• WHAT THE TASK REQUIRES:
From the first line onward, reproduce the records exactly; the final line to include is the one holding "Reviewer note: confirm that every instance of the mountain slope".

• MATERIAL FOR THIS EXERCISE:
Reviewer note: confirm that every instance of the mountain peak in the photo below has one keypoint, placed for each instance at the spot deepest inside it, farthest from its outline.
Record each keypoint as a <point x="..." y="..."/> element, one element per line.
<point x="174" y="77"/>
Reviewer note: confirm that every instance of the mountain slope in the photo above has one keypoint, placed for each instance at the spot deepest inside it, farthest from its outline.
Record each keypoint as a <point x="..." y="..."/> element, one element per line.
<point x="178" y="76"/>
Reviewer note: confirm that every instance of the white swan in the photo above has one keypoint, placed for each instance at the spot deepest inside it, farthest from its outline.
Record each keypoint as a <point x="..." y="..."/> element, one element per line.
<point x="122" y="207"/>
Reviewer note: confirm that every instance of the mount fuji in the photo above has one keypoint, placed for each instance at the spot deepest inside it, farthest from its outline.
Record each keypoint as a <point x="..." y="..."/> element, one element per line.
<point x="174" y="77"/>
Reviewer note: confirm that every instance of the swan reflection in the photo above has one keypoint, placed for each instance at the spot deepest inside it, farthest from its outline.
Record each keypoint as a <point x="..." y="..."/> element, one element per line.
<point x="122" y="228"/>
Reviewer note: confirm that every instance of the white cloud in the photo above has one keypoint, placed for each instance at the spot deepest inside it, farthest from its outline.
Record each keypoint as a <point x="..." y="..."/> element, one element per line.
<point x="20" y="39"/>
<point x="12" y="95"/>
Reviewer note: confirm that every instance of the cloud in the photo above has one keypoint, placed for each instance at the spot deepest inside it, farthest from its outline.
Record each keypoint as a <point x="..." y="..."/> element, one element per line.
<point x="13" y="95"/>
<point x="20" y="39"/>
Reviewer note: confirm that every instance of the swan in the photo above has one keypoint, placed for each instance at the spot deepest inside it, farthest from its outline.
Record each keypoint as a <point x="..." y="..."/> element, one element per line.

• WRITTEN RESPONSE:
Reviewer note: confirm that every instance of the mountain peak in the photo below has one keypoint, placed for each instance at the spot deepest inside it, farthest from its outline.
Record each keypoint as a <point x="..." y="..."/> element, one element per line.
<point x="174" y="77"/>
Reviewer note: confirm that every instance of the mountain slope in the photo above has one keypoint, placed for each instance at the spot deepest inside it, farthest from its outline.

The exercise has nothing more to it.